#### Vorliegender Text:
════════════════════

Unter ihnen waren auch Abdallah J. und Mohamad B., beide 32-jährige Väter von vier Kindern, und Kheiraldin A., ein 39-jähriger Vater von zwei Kindern. Abdallah hat Familie in Österreich, Mohamad in Deutschland, Khiraldin in Deutschland und Finnland. Khiraldin beschloss, seine Heimat, seine beiden Kinder und seine Frau in der Türkei zu verlassen, weil seine zweijährige Tochter eine Operation benötigt, die sie in der Türkei nicht bekommen kann. Er hoffte, in Europa Asyl beantragen zu können und seine Tochter dorthin mitzunehmen.

Mit ihrer Entscheidung, direkt nach Italien zu fliehen, hofften die 80 Passagiere, in zweierlei Hinsicht eine "sicherere" Option gewählt zu haben. Erstens würden sie auf einem größeren und stabileren Boot als auf einem Schlauchboot reisen. Zweitens wollten sie griechisches Hoheitsgebiet und damit gewalttätige und illegale Pushbacks vermeiden. Dies hatte seinen Preis. Überlebende sagten aus, dass die Reise zwischen 7.000 und 10.000 Euro pro Passagier kostete. Einige von ihnen mussten ihr gesamtes Hab und Gut verkaufen, um sich diese Reise leisten zu können.

Weder Abdallah, noch Mohamad oder Kheiraldin hatten dieses Geld. Sie verfügten jedoch über mechanische Kenntnisse, die sie als Bezahlung anbieten konnten. Daher erklärten sie sich bereit, Steuerungsaufgaben zu übernehmen, um dafür einen vergünstigten Fahrpreis zu erhalten.

Auf der Fluchtroute von der Türkei nach Europa ist dies nicht ungewöhnlich. Die Flüchtenden müssen die Boote in der Regel selbst steuern. Während in der Vergangenheit Schleuser*innen ihre "Kund*innen" an das gewünschte Ziel brachten, z.B. sicher auf der anderen Seite der Ägäis absetzten, ist dies durch die zunehmende Militarisierung der Grenzen und die Kriminalisierung der Migration zu einem zu hohen Risiko geworden und daher seit Jahren nicht mehr Teil des Angebots.

════════════════════

#### Einträge:
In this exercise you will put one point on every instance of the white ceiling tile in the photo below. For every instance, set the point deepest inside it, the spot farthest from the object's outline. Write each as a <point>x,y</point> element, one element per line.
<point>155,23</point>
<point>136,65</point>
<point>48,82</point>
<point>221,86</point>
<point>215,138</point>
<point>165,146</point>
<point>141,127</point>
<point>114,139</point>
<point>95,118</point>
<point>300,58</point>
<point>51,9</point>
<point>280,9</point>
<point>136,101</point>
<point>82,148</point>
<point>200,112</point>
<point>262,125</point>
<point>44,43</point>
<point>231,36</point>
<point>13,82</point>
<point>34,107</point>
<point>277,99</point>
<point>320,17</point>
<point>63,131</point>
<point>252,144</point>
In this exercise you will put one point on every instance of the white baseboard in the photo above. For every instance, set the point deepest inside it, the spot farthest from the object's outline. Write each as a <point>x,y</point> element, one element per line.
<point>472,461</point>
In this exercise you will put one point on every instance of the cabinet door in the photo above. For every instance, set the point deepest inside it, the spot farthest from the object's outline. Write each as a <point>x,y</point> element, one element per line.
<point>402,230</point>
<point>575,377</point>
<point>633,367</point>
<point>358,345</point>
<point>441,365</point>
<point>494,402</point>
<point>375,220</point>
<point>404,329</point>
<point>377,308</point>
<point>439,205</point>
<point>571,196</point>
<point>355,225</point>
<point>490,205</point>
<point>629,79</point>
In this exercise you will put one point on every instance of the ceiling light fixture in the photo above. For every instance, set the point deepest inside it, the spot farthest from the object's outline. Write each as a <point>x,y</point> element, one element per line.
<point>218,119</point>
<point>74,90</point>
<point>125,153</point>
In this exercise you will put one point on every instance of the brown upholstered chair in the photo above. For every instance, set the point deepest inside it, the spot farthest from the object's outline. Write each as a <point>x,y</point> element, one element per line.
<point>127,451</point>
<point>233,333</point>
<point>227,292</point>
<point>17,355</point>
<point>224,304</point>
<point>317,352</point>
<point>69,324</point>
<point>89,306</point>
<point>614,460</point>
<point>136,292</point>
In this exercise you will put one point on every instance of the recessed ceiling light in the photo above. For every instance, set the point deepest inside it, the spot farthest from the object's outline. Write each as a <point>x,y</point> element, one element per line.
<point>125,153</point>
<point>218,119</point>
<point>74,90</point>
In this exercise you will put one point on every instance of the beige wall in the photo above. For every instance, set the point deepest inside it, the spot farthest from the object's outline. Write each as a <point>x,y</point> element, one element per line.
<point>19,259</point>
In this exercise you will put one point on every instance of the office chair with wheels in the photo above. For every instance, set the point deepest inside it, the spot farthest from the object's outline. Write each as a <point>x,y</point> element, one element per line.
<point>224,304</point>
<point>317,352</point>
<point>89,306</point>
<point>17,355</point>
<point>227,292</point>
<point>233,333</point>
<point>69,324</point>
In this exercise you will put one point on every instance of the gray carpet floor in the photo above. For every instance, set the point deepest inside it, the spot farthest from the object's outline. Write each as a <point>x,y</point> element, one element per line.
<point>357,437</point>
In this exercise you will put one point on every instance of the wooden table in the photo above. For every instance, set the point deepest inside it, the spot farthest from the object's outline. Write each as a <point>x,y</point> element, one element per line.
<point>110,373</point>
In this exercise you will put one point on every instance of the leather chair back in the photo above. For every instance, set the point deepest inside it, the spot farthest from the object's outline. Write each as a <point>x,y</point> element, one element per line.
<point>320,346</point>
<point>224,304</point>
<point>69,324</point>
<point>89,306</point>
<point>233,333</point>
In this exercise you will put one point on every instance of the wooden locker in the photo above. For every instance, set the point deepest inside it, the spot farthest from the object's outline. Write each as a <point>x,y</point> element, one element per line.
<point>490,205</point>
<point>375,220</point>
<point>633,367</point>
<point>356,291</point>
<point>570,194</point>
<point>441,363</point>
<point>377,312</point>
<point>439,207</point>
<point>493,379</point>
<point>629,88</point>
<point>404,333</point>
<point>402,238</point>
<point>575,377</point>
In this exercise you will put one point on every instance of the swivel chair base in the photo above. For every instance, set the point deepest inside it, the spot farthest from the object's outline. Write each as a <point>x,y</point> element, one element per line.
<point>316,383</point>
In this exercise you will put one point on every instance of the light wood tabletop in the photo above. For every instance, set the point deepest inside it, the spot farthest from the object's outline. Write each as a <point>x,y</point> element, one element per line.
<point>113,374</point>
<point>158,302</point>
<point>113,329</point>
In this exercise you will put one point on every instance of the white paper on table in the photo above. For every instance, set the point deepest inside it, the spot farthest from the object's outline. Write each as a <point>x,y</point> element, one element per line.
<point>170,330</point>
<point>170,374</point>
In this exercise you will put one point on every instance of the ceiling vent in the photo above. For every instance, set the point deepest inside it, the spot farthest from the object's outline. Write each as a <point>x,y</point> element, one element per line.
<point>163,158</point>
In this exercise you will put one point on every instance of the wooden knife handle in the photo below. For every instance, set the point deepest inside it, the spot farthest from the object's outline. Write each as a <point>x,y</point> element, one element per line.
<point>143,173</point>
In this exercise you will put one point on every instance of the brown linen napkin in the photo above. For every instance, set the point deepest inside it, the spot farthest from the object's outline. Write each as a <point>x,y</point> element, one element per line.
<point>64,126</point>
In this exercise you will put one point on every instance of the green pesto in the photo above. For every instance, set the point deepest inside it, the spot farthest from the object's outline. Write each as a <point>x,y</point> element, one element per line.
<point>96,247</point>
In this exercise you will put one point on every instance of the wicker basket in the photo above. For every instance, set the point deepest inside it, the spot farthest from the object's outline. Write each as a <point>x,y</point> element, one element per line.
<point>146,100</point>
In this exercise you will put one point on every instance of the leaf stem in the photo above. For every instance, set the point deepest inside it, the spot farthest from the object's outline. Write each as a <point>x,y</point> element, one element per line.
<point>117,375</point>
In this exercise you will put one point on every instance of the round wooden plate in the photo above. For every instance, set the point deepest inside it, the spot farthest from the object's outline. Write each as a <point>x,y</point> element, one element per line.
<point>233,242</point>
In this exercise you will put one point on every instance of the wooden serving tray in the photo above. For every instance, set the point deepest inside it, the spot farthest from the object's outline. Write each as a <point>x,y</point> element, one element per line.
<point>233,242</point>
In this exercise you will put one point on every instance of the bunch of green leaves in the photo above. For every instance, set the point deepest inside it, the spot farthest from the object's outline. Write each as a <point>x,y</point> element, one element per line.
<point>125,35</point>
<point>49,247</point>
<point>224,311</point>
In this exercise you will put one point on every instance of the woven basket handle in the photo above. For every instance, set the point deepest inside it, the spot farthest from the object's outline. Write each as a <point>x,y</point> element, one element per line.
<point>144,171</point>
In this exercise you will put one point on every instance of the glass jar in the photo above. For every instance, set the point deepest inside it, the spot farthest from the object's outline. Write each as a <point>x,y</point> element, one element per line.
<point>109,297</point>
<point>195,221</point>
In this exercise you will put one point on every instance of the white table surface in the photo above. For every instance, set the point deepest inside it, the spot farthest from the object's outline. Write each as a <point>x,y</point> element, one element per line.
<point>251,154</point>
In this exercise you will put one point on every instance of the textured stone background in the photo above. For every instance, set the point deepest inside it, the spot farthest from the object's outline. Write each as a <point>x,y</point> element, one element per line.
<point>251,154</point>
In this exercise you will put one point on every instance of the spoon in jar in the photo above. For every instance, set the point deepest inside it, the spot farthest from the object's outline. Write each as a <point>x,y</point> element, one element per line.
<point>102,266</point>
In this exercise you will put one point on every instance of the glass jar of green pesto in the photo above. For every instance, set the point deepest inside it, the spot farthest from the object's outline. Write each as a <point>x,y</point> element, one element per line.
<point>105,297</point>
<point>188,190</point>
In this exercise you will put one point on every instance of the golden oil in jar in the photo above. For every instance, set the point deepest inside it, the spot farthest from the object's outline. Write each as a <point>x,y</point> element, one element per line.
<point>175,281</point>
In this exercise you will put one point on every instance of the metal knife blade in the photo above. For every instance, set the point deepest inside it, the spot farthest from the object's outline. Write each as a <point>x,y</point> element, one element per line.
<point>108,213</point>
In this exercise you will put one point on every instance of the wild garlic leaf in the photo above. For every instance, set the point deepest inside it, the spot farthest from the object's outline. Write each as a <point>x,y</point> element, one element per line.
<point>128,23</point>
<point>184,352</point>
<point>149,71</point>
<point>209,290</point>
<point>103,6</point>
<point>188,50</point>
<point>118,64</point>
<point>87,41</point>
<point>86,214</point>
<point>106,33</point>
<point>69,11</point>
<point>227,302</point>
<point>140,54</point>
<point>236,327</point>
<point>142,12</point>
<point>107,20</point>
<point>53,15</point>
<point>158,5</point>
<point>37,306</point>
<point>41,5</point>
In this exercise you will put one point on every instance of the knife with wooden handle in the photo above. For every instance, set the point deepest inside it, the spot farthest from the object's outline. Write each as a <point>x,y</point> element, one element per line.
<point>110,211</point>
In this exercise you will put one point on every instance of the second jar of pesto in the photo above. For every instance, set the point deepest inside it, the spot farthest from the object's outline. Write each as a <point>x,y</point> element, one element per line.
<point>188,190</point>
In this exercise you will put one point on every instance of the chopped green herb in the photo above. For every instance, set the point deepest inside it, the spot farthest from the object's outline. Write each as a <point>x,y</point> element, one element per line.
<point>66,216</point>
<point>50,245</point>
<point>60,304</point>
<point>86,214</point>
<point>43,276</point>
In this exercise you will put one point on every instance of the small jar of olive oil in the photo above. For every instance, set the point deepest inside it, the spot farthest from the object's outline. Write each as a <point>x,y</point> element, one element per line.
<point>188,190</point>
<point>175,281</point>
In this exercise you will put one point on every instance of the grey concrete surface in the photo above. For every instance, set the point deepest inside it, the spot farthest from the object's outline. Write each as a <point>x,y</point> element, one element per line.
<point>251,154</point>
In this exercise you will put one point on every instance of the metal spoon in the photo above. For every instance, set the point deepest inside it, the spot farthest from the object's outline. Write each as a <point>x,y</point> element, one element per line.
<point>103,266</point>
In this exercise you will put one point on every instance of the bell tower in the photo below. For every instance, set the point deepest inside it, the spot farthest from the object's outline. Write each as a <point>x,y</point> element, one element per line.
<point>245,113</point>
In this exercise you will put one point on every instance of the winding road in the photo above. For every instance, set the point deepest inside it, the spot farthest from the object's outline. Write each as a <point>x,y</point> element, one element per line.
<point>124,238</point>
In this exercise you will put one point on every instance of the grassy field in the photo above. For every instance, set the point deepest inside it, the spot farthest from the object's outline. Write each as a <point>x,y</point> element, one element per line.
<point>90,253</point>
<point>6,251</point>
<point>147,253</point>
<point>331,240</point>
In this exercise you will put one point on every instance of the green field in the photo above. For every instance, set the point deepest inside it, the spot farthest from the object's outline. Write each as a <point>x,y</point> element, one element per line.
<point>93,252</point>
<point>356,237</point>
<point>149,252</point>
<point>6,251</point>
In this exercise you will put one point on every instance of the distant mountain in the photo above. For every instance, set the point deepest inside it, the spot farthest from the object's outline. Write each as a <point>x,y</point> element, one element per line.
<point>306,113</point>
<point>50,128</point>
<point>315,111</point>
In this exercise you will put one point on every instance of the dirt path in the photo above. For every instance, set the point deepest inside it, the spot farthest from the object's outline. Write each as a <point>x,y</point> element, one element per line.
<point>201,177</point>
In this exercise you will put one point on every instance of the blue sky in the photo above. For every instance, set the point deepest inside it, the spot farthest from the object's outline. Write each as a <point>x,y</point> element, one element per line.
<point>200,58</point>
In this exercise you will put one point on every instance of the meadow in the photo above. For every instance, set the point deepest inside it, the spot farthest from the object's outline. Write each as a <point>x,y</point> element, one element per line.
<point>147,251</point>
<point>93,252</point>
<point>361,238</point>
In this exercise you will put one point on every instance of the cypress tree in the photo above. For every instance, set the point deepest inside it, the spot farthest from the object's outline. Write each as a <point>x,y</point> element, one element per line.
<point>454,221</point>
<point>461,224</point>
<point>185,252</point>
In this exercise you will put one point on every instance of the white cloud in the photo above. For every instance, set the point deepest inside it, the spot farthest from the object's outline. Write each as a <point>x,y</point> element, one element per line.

════════════════════

#### Pflichtaufgabe 1:
Fasse den Text über die Flucht übers Meer nach Italien in zwei Sätzen zusammen.
#### Pflichtaufgabe 2:
Greif den Text über die Flucht übers Meer nach Italien auf und schreib ihn nach seinem letzten Satz weiter.
Die Zeilen haben mit dem Text nichts zu tun.

#### Schriftliche Antwort 1:
Unter den 80 Passagieren, die direkt nach Italien fliehen wollten, um auf einem stabileren Boot zu reisen und gewalttätige Pushbacks in griechischem Gebiet zu vermeiden, waren auch Abdallah J., Mohamad B. und Kheiraldin A., der für seine zweijährige Tochter eine Operation braucht, die sie in der Türkei nicht bekommen kann. Die Fahrt kostete 7.000 bis 10.000 Euro pro Person, und weil die drei Männer das Geld nicht hatten, übernahmen sie für einen günstigeren Preis das Steuern des Boots, was auf dieser Route üblich ist, seit Schleuser*innen die Boote wegen der Militarisierung der Grenzen und der Kriminalisierung der Migration nicht mehr selbst fahren.

#### Schriftliche Antwort 2:
Aber irgendjemand muss das Boot steuern. So steuern immer öfter Flüchtende selbst das Boot, weil der oder die Schmuggler*in auf halber Strecke das Boot verlässt, um einer Verhaftung zu entgehen (wie im Fall der #Samos2); andere - wie Abdallah, Kheiraldin und Mohamad - steuern es, weil sie nicht genug Geld für die Überfahrt (oder die ihrer Familie) haben und im Gegenzug weniger zahlen müssen; wieder andere steuern es, weil sie mit vorgehaltener Waffe dazu gezwungen werden. Manche melden sich auch freiwillig, weil sie Erfahrung in der Seefahrt haben und zu Recht der Meinung sind, dass es für alle besser und sicherer ist, wenn sie das Ruder übernehmen als jemand völlig Unerfahrenes.

Doch genau diese Logik wird ihnen im Nachhinein zum Verhängnis. Die Person, die das Boot gesteuert hat, wird von den europäischen Behörden nicht nur als "Schmuggler*in" verantwortlich gemacht, sondern auch für das Leid während der Reise. Die Person wird verhaftet, kriminalisiert und oft für Jahrzehnte hinter Gitter gebracht. Die ganze Schuld für die zunehmend tödlichen und gewalttätigen Fluchtrouten wird ihnen zugeschoben und vdamit von der Veranwortung europäischer Behörden und Grenzpolitik abgelenkt. Und während die Zahl der Toten in der Ägäis steigt, führt die griechische Küstenwache in Zusammenarbeit mit FRONTEX weiterhin illegale und brutale Push-Backs durch.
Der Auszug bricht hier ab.